OBJECTIVE:
How many of the lines below contain the word "point"? Give only the number.

RECORDS SUPPLIED:
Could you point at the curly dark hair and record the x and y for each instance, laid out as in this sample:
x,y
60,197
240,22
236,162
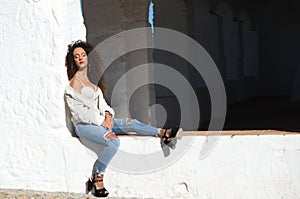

FINAL RESULT:
1